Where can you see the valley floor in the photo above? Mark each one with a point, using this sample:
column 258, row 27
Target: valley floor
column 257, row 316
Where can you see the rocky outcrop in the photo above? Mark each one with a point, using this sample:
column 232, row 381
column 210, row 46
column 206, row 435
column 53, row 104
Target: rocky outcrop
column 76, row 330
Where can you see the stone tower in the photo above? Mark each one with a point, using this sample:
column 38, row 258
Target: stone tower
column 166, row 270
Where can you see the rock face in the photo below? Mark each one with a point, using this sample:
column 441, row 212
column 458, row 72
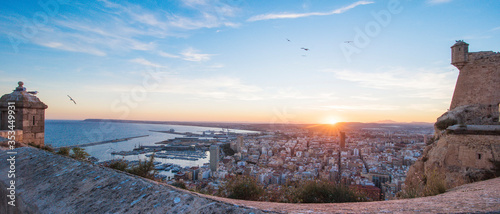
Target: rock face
column 50, row 183
column 479, row 77
column 467, row 137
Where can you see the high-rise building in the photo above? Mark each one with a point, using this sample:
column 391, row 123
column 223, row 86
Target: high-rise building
column 214, row 157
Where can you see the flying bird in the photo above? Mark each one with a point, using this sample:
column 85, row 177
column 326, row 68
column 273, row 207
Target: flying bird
column 72, row 99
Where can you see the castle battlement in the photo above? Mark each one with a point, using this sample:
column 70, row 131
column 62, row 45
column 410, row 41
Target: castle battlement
column 479, row 77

::::

**Assignment**
In the records above, find the line with "Target: rock face"; write out exactly that line and each one after it, stopping after the line with "column 62, row 45".

**Answer box**
Target: rock face
column 50, row 183
column 479, row 77
column 467, row 137
Where can you see the high-rise building in the photo above? Mark each one with a point, using this sample:
column 391, row 123
column 223, row 86
Target: high-rise building
column 214, row 157
Where can you see the flying bird in the photo above? Mark each one with a point, using this sample:
column 85, row 177
column 326, row 68
column 273, row 207
Target: flying bird
column 72, row 99
Where can you see the castle battlement in the photo above? Mark each one with a point, using this sample:
column 70, row 131
column 62, row 45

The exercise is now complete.